At first I was afraid: a blog beginning

2010-03-29 19.33.14

Two completely different things happened recently.

  1. One of my best friends went for a CT scan because the doctor thought she might have a brain tumour.
  2. A recruiter for a UK job told me I can only apply for a visa until I’m 31 (giving me only about 2 years).

I started thinking about all of the places I haven’t been yet, and all of the ways I’ve been holding back in love, and that time the doctor said there was an abnormality in my pap test results, and I was so scared to go back in case it really was something to worry about.

Looking around me, my friends have spent the past 10 years settling into adult lives with weddings, promotions, and mortgages. My adult life is a lot of me pretending to be grown-up. I’ve gone to school, lived abroad, gone back to school, paid off debt and then took more out.

I don’t have a career sorted, no consistent way of paying my bills, I’ve gone through several “entry-level” jobs, and I feel like my life is in constant preparation for something that never quite happens.

I’m so tired of getting ready to live my life instead of just living it.

I’m also terrified that by the time I get to the place I want to be in, I’ll be too old, or dying, or told that there just aren’t any jobs in this industry, but thanks for your tuition and better luck next time.

I’d like my next job to be the stepping stone to other (better paid) things that it’s supposed to be, instead of yet another false start. Give me travel, give me a job that leaves me better at the end of the day, and give me a morning once in a while when I look around and think that my life is pretty awesome.

And give me love – or at least an awesome friend to make out with, because as much as I like sleeping in my own bed, there’s nothing like someone who’s willing to consider ditching an exciting Saturday night for a snuggle and a movie. Maybe not in that order.

This blog, then, is about trying to figure out what being an adult really means. It’s about rejecting the impulse to follow what everyone else is doing and negotiate a definition that might actually make me happy.

Not happy the way Cadbury Caramilk eggs make me, or the way the right person smiling at just the right moment makes me happy – although both of those things are stupendous.

I’m looking for something that’s going to be satisfying even when it’s challenging and awful. I want to look forward at my fear of death and growing old and feel confident that I’m doing all that I can to live a life that I’m proud of and not one ruled by constant fear and anxiety.

________________________

■ REQUIRED ACTION 1
The blog post lists what the writer has done in adult life so far. List every one of those things.
■ REQUIRED ACTION 2
Answer these from the blog post:
(a) Why did the writer's friend go for a CT scan?
(b) Until what age can the writer apply for a UK visa, according to the recruiter?
(c) Which treat does the writer name as something that makes them happy?

■ EXTRACTED DATA
________________________

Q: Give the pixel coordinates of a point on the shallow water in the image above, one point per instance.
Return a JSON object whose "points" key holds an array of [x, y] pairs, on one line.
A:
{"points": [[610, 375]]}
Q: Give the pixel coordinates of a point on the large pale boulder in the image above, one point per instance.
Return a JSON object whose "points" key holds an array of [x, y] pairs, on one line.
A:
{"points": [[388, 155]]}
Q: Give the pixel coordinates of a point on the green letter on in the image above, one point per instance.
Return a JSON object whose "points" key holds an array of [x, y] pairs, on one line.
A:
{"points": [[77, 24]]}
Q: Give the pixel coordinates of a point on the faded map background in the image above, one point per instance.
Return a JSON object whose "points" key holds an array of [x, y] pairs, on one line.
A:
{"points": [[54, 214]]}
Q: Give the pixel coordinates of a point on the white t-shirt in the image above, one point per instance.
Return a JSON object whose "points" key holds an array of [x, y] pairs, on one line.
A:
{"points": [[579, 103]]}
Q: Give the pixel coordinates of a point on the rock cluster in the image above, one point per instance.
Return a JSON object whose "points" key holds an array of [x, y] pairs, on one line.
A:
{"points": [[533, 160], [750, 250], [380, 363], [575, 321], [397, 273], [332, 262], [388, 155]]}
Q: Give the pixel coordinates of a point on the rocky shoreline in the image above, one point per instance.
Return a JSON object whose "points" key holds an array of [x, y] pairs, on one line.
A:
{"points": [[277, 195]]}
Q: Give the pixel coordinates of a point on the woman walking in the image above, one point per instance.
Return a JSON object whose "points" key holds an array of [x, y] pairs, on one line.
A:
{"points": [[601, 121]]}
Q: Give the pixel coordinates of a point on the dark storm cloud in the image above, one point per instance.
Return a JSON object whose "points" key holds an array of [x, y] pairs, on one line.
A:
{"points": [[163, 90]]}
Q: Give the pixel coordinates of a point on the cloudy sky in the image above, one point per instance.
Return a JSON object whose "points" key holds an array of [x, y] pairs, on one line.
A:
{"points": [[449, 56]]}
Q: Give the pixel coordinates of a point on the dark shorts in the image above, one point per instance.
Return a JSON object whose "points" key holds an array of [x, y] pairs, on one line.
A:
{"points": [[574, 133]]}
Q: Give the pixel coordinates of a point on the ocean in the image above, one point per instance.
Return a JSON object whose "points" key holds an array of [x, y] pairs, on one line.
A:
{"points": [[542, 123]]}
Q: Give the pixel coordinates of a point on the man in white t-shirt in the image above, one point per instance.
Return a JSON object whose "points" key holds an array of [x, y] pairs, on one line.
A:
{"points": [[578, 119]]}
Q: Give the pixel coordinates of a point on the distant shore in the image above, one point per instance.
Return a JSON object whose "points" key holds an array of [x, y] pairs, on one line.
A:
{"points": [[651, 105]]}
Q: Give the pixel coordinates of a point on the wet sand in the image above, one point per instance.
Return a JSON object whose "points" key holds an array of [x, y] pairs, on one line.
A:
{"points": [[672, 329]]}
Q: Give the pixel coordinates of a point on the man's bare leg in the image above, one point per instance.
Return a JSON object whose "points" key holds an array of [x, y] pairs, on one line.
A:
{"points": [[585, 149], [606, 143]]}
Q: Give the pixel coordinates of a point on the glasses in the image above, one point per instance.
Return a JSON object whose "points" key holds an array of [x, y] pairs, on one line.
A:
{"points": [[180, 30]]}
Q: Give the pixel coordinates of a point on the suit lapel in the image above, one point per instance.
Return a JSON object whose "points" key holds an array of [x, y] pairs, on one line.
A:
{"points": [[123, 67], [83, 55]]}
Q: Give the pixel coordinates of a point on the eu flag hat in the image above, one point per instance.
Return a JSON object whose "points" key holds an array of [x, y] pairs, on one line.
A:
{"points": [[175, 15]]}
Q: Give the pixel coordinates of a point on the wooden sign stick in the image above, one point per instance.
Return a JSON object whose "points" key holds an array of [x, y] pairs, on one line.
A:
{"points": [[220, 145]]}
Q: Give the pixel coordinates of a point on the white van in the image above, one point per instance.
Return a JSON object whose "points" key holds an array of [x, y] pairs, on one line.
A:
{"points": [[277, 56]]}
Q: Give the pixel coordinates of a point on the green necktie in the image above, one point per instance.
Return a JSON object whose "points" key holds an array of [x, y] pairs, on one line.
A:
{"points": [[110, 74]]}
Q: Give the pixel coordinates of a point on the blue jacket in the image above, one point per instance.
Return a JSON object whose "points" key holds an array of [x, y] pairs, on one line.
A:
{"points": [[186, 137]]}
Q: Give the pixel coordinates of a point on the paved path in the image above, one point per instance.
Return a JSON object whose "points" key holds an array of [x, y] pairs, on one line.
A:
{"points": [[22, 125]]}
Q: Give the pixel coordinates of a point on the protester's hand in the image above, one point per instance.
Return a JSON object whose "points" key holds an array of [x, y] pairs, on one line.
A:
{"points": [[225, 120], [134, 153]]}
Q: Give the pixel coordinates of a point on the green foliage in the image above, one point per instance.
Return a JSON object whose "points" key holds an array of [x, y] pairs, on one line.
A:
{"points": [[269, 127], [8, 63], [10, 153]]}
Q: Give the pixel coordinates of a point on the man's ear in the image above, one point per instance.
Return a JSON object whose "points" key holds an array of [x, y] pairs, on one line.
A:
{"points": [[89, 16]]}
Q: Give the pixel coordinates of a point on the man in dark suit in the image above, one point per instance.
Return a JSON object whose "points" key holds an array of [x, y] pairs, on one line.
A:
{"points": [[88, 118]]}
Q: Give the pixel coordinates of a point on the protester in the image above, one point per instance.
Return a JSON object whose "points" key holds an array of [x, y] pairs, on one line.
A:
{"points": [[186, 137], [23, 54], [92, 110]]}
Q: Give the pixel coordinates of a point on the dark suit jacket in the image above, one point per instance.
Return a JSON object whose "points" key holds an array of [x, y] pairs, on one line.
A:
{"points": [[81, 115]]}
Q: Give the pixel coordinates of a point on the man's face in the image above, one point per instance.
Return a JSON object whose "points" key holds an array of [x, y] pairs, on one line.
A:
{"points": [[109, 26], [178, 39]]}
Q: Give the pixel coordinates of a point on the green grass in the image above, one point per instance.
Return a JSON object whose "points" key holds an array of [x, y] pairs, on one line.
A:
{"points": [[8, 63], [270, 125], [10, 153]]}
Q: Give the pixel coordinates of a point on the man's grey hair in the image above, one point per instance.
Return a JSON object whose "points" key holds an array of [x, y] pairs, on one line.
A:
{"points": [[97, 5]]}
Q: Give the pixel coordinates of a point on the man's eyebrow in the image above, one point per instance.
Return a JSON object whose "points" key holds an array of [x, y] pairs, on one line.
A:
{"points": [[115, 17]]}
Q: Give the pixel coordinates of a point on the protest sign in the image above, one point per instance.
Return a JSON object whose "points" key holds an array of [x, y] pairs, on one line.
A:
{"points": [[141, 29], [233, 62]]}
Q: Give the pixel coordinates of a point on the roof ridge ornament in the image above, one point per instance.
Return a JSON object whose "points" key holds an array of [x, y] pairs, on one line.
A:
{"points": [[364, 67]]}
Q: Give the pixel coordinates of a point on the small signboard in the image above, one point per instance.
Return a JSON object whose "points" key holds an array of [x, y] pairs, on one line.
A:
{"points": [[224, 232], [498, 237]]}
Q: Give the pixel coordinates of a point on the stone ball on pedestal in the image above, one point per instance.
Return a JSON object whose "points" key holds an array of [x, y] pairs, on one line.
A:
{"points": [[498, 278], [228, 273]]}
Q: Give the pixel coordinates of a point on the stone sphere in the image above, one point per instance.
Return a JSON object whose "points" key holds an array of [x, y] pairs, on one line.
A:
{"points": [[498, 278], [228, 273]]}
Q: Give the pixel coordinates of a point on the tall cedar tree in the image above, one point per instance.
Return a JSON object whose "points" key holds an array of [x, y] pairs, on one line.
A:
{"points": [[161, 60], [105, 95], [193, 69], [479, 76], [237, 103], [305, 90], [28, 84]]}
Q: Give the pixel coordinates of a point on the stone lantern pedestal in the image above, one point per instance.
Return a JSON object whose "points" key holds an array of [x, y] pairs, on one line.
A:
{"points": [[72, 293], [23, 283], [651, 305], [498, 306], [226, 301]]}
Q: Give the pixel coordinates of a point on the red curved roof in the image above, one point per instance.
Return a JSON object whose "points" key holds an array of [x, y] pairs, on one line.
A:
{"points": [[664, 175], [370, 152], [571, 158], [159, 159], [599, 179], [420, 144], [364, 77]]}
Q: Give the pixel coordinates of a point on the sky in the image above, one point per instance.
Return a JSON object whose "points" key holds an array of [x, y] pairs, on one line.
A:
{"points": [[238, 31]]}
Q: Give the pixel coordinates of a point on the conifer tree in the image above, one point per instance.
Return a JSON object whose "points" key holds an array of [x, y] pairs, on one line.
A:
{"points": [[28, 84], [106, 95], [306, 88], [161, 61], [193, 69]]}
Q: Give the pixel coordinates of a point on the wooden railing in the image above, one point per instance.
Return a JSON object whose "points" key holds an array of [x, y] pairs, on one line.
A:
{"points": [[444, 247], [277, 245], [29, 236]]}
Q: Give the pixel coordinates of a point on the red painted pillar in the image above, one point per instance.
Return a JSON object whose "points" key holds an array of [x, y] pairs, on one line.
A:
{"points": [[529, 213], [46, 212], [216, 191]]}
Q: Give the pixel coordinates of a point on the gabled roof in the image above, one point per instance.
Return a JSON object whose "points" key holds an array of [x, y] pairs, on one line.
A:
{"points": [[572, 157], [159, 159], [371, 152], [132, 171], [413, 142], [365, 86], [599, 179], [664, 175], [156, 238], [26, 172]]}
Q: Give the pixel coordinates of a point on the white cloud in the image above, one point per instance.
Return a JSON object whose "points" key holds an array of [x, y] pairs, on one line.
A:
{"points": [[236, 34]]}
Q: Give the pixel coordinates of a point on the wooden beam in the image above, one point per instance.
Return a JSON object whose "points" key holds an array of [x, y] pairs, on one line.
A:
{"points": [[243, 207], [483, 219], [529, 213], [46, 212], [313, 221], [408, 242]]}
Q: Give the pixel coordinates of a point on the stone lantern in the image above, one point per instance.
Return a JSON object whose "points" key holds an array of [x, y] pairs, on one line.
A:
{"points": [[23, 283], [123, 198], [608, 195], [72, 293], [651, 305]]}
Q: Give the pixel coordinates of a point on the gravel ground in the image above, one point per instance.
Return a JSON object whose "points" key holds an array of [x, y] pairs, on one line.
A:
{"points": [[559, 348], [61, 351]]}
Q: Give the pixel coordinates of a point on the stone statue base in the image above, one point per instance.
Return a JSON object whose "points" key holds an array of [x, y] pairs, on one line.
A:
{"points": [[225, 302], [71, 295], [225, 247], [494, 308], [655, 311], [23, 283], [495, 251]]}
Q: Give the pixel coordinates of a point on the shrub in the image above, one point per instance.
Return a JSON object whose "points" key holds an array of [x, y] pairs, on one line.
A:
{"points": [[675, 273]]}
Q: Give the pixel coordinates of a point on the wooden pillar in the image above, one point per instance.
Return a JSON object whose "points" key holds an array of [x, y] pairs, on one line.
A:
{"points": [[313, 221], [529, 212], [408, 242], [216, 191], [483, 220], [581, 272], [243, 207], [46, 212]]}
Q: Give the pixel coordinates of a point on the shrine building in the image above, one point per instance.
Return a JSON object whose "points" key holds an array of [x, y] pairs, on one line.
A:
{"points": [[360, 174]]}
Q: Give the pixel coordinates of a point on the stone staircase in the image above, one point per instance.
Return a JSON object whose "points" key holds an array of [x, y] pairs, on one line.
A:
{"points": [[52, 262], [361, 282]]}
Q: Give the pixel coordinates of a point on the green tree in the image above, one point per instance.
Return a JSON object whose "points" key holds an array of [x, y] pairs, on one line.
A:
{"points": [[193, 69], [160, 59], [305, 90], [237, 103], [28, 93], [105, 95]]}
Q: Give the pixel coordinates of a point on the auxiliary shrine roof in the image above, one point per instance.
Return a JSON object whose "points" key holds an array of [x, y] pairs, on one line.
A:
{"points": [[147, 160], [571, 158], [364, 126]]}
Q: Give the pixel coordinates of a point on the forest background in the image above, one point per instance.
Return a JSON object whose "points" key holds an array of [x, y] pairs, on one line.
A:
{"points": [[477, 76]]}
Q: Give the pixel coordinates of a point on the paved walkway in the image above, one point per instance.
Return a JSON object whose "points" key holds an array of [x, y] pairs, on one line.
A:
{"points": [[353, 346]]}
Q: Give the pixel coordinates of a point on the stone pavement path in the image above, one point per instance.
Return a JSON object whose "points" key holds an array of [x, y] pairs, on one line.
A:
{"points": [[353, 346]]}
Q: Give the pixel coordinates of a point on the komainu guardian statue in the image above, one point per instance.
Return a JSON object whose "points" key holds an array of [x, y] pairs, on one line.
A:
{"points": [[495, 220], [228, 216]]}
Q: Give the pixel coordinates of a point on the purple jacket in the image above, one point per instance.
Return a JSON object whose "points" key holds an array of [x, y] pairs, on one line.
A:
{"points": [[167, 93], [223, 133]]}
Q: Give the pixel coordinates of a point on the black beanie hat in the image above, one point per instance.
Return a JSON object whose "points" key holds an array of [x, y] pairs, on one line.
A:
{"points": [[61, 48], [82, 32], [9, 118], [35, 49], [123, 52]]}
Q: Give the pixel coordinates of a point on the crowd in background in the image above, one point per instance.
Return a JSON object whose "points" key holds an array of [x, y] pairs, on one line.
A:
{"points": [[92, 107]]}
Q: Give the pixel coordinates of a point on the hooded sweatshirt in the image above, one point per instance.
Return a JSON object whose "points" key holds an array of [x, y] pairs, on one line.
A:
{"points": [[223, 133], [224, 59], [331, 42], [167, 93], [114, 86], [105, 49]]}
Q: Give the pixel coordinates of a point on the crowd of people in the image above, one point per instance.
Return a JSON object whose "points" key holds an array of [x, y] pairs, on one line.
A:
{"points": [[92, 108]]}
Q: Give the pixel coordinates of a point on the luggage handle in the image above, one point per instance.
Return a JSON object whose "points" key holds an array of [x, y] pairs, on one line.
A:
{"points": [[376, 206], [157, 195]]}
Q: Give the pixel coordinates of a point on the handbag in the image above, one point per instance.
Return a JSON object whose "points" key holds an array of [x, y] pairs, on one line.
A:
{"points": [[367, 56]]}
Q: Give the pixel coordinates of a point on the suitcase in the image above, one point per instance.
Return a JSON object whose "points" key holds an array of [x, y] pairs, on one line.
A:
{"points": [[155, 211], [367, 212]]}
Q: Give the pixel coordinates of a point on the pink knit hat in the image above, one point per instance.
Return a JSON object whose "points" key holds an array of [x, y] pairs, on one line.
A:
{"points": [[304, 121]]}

________________________

■ WRITTEN SOLUTION 1
- Gone to school
- Lived abroad
- Gone back to school
- Paid off debt
- Took more debt out

■ WRITTEN SOLUTION 2
(a) The doctor thought she might have a brain tumour.
(b) Until 31.
(c) Cadbury Caramilk eggs.